Copy every one of the entries below word for word, changing nothing.
[BEGIN DATA SUPPLIED]
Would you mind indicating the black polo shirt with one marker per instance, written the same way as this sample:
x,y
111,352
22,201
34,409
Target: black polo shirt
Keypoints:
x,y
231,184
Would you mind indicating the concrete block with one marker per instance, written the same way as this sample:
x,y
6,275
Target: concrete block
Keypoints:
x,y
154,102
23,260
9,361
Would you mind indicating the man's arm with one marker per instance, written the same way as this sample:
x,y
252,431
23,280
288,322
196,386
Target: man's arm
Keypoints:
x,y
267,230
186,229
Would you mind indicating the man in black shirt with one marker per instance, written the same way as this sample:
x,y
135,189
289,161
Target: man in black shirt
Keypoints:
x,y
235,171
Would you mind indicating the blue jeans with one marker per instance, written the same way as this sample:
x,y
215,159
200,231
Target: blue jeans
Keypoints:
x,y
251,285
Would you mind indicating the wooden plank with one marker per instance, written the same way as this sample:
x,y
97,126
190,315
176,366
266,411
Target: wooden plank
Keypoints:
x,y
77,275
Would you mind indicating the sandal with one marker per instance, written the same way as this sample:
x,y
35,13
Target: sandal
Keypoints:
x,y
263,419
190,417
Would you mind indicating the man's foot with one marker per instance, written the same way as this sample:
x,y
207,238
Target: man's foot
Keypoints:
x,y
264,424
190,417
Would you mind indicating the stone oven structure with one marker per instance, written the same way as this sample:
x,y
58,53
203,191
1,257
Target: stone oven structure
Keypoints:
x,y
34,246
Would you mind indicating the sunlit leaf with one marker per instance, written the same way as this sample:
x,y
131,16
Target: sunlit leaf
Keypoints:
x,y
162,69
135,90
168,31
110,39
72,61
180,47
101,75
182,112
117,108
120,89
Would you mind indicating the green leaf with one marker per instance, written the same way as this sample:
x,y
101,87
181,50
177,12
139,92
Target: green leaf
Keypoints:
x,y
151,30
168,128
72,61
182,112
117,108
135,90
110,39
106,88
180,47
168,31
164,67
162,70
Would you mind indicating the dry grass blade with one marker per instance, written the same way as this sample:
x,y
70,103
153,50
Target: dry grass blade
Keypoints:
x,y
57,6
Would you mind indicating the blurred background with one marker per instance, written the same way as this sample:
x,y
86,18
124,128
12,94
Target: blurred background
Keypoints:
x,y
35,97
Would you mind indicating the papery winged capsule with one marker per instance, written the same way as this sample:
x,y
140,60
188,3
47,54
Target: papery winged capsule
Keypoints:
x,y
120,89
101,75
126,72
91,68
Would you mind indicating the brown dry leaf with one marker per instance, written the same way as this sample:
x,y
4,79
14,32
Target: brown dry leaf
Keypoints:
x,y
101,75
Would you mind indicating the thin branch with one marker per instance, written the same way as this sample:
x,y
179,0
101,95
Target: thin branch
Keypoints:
[END DATA SUPPLIED]
TASK ANSWER ->
Would you mind indicating the black polo shirt with one marker per instance, written the same way as this sample:
x,y
111,352
22,201
34,409
Target: black polo shirt
Keypoints:
x,y
231,184
Would you mind indicating the concrete block with one marker per instance, written the same way as this sample:
x,y
6,275
Target: concrete block
Keypoints:
x,y
154,102
23,260
9,361
Would you mind indicating the man's arm with one marker per instance, written the same way as this sample:
x,y
252,431
23,280
288,322
196,386
Target: man's arm
Keypoints:
x,y
267,230
186,229
Would you mind indicating the man in black shirt with one marker per instance, written the same way as this sample:
x,y
135,189
289,161
Target: man in black shirt
Keypoints:
x,y
235,171
Would you mind indicating the blue jeans with one marker per instance, written the same way as this sample:
x,y
215,159
200,231
Target: blue jeans
Keypoints:
x,y
251,285
Would you mind indicating the wooden plank with one marker per instance, written the same way as this sample:
x,y
97,126
190,315
176,366
266,411
Target: wooden plank
Keypoints:
x,y
77,275
Would you mind indicating the sandal with one marker per instance, written the same way as this sample:
x,y
35,13
Target: sandal
Keypoints:
x,y
263,419
190,417
Would you mind indicating the man's foot with one marker per instance, written the same way as this sample:
x,y
207,238
Target: man's foot
Keypoints:
x,y
264,424
190,417
Would you mind indicating the stone oven structure with one marker per instance, written the same way as this sample:
x,y
58,53
203,191
1,257
Target: stone oven structure
Keypoints:
x,y
34,246
Would you mind indicating the sunlit leaf with one marker per instance, written the same way as this sample:
x,y
131,16
Target: sunlit leaf
Keypoints:
x,y
162,69
135,90
168,31
110,39
72,61
180,47
101,75
182,112
117,108
120,89
Would you mind indicating the green leaf with one marker per instance, written the same way as this sample:
x,y
101,87
181,50
177,12
139,92
Target: green leaf
Keypoints:
x,y
151,30
168,128
72,61
182,112
117,108
135,90
110,39
106,88
180,47
168,31
164,67
162,70
Would you mind indicating the dry grass blade with one marker per instance, written the same way as this sample:
x,y
70,103
153,50
Target: dry grass blade
Keypoints:
x,y
57,6
Would you mind indicating the blurred background with one marker per instance, written the same way as this sample:
x,y
86,18
124,128
12,94
Target: blurred background
Keypoints:
x,y
35,97
Would you mind indicating the papery winged capsule with one marker per instance, written the same way as this sample:
x,y
140,60
188,3
47,54
Target: papery winged capsule
Keypoints:
x,y
120,89
101,75
126,72
91,68
Would you mind indicating the brown dry leaf with one marker per instance, written the same way as this sample:
x,y
4,79
14,32
Target: brown dry leaf
Keypoints:
x,y
101,75
Would you mind indicating the thin branch with one marker per instance, written the same way as this sample:
x,y
179,0
101,95
Target: thin branch
Keypoints:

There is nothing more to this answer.